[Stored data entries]
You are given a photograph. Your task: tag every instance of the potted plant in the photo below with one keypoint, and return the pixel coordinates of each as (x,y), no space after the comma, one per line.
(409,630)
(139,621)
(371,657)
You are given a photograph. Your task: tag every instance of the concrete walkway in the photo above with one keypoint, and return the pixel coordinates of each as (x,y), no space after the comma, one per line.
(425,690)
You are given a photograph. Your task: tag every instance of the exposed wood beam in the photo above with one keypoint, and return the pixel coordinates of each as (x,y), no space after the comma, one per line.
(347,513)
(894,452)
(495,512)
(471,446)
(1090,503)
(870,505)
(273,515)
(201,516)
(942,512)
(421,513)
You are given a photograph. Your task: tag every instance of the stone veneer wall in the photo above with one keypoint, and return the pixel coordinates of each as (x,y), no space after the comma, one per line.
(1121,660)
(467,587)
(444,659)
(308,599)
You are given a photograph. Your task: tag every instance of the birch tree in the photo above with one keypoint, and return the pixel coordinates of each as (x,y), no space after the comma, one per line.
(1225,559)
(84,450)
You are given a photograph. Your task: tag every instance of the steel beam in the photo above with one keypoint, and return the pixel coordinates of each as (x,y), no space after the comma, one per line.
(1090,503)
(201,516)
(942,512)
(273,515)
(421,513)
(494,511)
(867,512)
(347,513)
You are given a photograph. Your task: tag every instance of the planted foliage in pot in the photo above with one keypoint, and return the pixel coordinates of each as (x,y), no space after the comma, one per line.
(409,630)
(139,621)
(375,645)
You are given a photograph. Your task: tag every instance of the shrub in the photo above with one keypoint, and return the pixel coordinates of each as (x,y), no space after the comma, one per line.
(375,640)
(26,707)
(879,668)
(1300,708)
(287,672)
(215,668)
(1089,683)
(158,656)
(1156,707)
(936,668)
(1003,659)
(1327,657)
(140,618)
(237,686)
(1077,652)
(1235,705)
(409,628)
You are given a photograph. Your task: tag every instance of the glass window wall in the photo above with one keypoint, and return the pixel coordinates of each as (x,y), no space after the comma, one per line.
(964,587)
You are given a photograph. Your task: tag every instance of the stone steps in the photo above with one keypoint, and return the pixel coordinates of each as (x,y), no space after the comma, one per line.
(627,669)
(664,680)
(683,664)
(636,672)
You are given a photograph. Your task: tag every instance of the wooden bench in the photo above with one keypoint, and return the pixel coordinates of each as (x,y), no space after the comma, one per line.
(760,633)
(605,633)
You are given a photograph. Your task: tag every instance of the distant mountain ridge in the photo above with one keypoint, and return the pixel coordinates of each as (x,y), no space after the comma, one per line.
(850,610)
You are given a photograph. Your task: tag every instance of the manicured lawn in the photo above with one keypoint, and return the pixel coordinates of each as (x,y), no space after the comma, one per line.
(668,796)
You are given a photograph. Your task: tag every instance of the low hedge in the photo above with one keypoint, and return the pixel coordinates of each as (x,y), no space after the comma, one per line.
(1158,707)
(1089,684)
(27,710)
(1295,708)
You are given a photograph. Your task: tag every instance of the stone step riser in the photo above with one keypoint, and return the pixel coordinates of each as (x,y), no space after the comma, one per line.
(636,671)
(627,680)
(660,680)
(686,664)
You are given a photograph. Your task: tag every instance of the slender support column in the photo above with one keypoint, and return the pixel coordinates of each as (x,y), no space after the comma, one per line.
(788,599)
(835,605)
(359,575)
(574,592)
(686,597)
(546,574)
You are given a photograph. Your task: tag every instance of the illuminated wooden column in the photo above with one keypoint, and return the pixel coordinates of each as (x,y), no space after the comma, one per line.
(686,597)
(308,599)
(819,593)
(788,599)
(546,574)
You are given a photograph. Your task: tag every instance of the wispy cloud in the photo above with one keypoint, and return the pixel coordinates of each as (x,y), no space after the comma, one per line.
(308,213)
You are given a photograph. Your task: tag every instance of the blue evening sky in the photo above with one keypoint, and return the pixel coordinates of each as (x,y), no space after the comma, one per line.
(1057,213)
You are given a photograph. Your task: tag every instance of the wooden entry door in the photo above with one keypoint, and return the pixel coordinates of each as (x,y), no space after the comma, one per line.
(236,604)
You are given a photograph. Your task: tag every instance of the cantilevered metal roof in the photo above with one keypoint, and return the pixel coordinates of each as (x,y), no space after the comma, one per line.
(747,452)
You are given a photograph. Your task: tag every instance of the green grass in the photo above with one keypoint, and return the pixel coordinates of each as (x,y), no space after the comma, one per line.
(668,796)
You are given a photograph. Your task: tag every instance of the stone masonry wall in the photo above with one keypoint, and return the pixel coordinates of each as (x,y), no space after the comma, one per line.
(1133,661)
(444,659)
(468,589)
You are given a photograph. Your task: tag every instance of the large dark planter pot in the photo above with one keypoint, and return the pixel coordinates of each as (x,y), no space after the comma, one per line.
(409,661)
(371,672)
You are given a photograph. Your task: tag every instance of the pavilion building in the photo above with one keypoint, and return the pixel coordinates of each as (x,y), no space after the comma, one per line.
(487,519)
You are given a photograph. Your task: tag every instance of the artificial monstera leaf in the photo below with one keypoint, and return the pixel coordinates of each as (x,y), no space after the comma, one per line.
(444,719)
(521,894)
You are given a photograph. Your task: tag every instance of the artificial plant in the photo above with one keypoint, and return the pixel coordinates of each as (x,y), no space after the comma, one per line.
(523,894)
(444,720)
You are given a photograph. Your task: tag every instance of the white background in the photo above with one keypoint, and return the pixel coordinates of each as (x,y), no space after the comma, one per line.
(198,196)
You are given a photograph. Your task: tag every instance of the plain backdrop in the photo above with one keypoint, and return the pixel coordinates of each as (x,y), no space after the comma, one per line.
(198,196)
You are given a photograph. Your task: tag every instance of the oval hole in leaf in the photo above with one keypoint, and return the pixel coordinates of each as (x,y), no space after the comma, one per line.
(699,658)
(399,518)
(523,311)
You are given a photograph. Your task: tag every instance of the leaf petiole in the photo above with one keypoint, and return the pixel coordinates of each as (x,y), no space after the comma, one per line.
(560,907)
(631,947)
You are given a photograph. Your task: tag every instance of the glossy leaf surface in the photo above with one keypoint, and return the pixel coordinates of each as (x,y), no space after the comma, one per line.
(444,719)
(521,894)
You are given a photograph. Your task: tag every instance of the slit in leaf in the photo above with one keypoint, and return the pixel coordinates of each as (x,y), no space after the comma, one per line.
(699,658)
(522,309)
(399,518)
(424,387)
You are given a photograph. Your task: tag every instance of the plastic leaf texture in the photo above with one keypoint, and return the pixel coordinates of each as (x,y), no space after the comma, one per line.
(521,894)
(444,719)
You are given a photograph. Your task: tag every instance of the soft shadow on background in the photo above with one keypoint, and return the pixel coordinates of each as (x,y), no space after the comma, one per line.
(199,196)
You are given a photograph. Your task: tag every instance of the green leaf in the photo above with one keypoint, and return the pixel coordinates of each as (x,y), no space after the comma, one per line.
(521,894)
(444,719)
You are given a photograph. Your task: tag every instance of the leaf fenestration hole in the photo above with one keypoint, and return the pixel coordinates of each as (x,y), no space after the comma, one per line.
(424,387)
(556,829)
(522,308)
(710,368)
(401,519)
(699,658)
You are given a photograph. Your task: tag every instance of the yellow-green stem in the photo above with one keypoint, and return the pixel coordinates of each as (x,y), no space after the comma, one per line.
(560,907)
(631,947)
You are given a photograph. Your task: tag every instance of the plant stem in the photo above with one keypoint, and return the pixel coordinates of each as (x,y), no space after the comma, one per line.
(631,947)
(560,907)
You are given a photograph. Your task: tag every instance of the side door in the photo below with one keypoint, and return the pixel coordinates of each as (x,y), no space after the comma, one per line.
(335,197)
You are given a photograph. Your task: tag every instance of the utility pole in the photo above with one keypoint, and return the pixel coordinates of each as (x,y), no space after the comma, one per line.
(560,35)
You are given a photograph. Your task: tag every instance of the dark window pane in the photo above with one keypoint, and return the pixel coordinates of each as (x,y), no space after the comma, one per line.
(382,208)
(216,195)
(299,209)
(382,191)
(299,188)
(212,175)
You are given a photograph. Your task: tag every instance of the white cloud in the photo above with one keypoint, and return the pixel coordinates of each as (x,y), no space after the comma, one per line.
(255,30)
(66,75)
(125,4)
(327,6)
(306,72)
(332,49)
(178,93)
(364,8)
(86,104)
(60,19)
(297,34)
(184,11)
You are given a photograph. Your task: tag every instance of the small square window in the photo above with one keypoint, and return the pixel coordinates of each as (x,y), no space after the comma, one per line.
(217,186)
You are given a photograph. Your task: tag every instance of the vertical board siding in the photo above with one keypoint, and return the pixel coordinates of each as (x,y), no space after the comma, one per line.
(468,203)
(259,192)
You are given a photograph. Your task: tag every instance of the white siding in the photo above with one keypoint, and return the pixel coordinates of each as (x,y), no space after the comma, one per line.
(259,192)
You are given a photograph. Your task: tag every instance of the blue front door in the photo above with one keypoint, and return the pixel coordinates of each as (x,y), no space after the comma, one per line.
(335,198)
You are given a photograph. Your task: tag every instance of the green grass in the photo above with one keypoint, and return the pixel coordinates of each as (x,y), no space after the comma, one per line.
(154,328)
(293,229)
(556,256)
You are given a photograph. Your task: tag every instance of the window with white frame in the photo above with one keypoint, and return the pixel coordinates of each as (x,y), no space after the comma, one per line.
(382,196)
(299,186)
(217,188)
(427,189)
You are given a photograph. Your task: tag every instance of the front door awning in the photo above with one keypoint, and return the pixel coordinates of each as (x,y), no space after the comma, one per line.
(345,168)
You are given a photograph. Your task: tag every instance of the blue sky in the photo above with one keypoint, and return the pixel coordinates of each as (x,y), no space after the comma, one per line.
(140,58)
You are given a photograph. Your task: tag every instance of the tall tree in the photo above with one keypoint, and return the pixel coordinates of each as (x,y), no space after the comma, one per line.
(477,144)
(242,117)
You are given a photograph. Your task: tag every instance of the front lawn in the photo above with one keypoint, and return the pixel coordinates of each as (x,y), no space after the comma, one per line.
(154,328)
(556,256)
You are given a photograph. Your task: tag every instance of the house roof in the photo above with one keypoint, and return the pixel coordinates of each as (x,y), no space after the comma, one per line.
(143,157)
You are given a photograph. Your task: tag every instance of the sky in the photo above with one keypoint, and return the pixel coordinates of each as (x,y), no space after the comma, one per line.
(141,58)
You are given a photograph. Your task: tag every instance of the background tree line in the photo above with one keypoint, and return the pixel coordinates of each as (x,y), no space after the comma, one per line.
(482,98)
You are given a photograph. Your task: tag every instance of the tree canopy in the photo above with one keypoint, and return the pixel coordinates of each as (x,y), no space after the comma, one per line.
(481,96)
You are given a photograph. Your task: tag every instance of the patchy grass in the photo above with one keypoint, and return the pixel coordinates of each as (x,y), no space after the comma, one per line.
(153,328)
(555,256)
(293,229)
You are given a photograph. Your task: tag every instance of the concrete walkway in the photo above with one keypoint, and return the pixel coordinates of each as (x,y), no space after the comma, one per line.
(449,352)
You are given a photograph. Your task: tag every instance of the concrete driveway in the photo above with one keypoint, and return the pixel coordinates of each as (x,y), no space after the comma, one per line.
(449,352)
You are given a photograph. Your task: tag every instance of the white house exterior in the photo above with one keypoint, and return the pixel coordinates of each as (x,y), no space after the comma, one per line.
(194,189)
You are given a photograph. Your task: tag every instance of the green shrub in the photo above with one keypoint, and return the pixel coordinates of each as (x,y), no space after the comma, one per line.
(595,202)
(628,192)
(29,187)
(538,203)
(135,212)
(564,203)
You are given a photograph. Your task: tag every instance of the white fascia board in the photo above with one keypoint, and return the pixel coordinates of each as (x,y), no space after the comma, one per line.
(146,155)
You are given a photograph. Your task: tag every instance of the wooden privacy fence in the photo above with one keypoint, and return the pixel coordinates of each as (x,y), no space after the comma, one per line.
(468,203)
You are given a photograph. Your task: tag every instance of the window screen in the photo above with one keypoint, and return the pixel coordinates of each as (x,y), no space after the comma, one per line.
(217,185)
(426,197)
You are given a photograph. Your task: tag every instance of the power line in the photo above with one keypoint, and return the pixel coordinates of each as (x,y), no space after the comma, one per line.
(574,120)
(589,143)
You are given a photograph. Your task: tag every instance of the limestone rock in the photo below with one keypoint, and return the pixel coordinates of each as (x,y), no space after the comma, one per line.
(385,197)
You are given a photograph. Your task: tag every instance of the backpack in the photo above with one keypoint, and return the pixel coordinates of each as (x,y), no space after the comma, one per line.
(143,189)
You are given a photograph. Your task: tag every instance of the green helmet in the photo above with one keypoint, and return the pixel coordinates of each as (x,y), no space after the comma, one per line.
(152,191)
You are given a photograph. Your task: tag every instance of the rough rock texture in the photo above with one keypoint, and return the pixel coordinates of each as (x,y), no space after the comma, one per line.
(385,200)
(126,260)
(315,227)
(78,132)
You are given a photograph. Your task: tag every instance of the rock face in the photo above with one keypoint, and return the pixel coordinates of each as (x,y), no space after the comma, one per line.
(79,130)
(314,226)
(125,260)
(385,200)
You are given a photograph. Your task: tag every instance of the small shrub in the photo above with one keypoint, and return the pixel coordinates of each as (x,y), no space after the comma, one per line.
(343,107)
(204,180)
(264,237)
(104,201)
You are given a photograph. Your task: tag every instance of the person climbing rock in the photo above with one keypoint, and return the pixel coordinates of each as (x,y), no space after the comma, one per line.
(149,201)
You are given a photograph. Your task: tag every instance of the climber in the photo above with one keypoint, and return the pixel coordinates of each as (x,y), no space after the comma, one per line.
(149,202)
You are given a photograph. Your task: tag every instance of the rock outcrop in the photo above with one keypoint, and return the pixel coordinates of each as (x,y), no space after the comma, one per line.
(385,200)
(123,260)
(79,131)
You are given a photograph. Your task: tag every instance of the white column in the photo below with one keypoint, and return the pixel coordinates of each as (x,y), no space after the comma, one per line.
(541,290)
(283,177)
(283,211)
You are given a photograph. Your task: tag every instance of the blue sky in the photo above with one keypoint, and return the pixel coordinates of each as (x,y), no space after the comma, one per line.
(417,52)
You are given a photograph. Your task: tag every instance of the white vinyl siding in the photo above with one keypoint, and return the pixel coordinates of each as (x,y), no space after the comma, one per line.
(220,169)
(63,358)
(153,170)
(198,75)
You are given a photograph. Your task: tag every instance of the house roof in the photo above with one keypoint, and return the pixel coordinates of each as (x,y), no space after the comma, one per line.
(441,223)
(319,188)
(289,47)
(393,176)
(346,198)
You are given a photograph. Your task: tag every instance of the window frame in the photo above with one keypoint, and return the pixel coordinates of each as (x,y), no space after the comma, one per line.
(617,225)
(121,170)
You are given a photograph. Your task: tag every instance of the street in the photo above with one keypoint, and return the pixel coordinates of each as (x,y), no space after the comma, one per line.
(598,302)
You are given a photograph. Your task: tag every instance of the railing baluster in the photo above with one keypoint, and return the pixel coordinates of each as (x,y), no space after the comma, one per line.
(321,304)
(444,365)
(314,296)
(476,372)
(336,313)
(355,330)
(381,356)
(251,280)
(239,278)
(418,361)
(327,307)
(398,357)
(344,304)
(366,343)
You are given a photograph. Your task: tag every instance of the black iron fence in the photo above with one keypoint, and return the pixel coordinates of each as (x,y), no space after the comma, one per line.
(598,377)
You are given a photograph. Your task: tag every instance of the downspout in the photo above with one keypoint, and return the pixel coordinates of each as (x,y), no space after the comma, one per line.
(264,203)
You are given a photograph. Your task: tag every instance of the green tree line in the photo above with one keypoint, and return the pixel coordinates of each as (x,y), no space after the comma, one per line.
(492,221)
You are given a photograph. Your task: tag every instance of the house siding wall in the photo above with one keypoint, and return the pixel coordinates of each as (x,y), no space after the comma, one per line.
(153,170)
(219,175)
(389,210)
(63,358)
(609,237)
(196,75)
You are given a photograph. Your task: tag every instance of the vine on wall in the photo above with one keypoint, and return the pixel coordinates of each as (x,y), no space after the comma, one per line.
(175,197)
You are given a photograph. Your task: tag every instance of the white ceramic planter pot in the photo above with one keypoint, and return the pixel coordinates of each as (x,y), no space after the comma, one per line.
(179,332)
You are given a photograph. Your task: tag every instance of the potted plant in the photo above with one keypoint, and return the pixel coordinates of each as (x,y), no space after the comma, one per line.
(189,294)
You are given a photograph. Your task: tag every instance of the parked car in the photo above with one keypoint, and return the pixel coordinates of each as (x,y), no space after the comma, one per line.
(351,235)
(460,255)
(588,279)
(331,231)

** WORK TO COMPLETE **
All that is wanted is the set of lines from the one with "of the black" through the last line of the entries, both included, output exactly.

** RESPONSE TO THIS TASK **
You are given a photograph. Your task: tag every instance of the black iron fence in the photo above with one keypoint, and return the pixel coordinates of each as (x,y), no space after the comma, one per line.
(598,377)
You are given a photograph. Your task: tag every instance of the downspout in the photo above with one keypoint, and return the pixel coordinates of each as (x,y), no space after the comma, one per line.
(264,203)
You are given a photograph. Your task: tag every instance of the green tree line in the photo above with one keypoint, and return the pixel coordinates of each as (x,y), no space after the comma, one per line.
(492,221)
You are given a photograph. Your task: tag every instance of the house siding wall in the photo above with one keypoint, and return the pixel coordinates of each as (x,y), no space after the comma, one per line.
(153,170)
(219,175)
(389,210)
(63,358)
(609,237)
(196,75)
You are given a photograph. Your task: tag every instance of the vine on wall in the photo above with one keypoint, and return the pixel coordinates of each as (x,y), no space after the comma, one per line.
(175,197)
You are given a photograph. Your task: tag every instance of the white ceramic planter pot in the photo above with one keypoint, and return the pixel coordinates of each as (x,y), no space after the comma, one per line.
(179,332)
You are given a photograph. Your task: tag every instance of the potted plant in the photo above with one keypoint, and return the pixel coordinates of each as (x,y), no space after the comma, one per line.
(189,294)
You are given a photograph. Your task: tag every instance of the parked car in the photo above with one keypoint, and return the pixel coordinates of each as (x,y), no space after the comma, one per line.
(351,235)
(460,255)
(588,279)
(331,231)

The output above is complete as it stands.